§ **Goal of the exercise**: Turn the paragraph beginning "Annual skin screening examinations are encouraged" in the text on dermatologist visits below into a short bulleted list that keeps its main facts.

§ **Supplied text**:
= Beginning of Section =
Visiting Your Dermatologist: Get Yourself Checked to Maintain a Healthy Skin, Nail, and Hair

If you are like most adults, you probably know you must see a general practitioner every year. However, your routine health and wellness visits must also include a visit to a dermatologist. As with other organs in your body, your skin is susceptible to different types of problems including cancer.

A dermatologist can give a variety of medical dermatology and cosmetic services to help you look and feel great from the inside out. They will make sure you have healthy skin no matter your age.

What a Dermatologist Does

A lot of people only see a dermatologist when they have a certain cause for concern. However, this doctor can help prevent and treat conditions that affect the skin, nails, hair, and oral cavity. Many people see them to get skin cancer screenings and treatments. However, there are other common conditions that a derma can help you with. These include the following:

  • Acne. If you have been using over-the-counter products as a treatment for your acne and you still did not get the solution you need, a dermatologist can discuss prescription medications with you.
  • Scar removal. Your dermatologist can treat scars because of some skin conditions and stretch marks. They can address cosmetic concerns that stem from them.
  • Rosacea. This condition may start to blush or flush easily. When rosacea progresses, it can result in bumps and a persistent redness that will spread over your nose, cheek, and forehead. Your derma can prescribe effective medications for this skin condition.
  • Eczema. The doctor can prescribe a medication to effectively treat eczema.
  • Wart removal. If you have a commonly occurring type of wart, including genital and foot warts, a derma can remove it.
  • Skincare education. Your skin doctor will spend time with you to educate you on how to best take care of your skin and the steps you should take to prevent skin cancer and other serious skin conditions.

How Often Should You See a Dermatologist?

A full-body exam must be performed every year even if you are healthy and never had skin cancer before. Your dermatologist may recommend you to visit for an examination more frequently, depending on the result of your exam.

It is necessary to see a dermatologist if you have a history of skin cancer, with close relatives who have this condition, have a mole or strange growth, or have very fair skin. Your doctor can develop a personalized plan to address your health issues.

They may require you to get frequent check-ups, refer you to another doctor, or recommend that you get specialized treatment, especially if you have some risk factors.

Annual skin screening examinations are encouraged to detect skin cancer in its early stage. If you have a history of this type of cancer or have ongoing precancerous lesions that need treatment, you should see a dermatologist every six months. If you have been recently diagnosed with melanoma, your doctor needs to monitor you every three months.

When to See a Derma Immediately

Often, regular check-ups with your dermatologist are enough to maintain your health and treat any skin conditions you may be having. But, sometimes, you must see them right away if you have serious health concerns that must be addressed.

This must be done when you notice changing dark discolorations on the skin or you notice a persistent rash, itch, or chronic skin condition that does not heal. An infected nail should not also be ignored because it can result in more serious complications.

Sometimes, your skin can give clues to internal medical conditions. For instance, diabetes, thyroid, disease, and lupus can present significant changes to the skin that a dermatologist can recognize and treat.

Protect Your Health Between Visits

Visiting a dermatologist is a smart decision; however, you must follow up by caring for your skin, hair, and nails between every visit. You can prevent the development of chronic skin conditions if you take the necessary steps to keep it healthy in the first place. 

One of these steps includes avoiding too much exposure to sunlight because UV light exposure can increase your risk of skin cancer. Also, avoid tanning beds since they can emit artificial UV radiation that is associated with skin cancer development, particularly in women who are younger than 45.

It is important to examine yourself at least once every month. By getting regular checks, you can stay familiar with your skin, letting you notice any changes right away. Look for new moles, skin discoloration, and lumps.

There is no right age to see a dermatologist; however, a lot of adolescents begin these visits to get treatments for their acne. A dermatologist also treats cold sores, athlete’s foot, psoriasis, rashes, hair loss, and other common issues. Once you start seeing a derma, they will tell you how often you must come back for an examination.
= End of Section =
§ **Raw data**:
= Beginning of Section =
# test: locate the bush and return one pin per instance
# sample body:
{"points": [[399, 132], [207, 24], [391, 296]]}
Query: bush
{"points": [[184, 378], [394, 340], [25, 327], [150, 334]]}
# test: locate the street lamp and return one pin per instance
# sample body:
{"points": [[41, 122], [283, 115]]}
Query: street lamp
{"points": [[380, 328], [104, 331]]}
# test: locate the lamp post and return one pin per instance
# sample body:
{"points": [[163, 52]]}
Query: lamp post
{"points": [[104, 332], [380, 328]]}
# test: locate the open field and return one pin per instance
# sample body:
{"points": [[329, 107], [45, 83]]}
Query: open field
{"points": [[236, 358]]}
= End of Section =
§ **Result of this exercise**:
- Yearly skin screenings are encouraged to catch skin cancer early.
- With a history of skin cancer, or ongoing precancerous lesions that need treatment, see a dermatologist every six months.
- After a recent melanoma diagnosis, the doctor needs to monitor you every three months.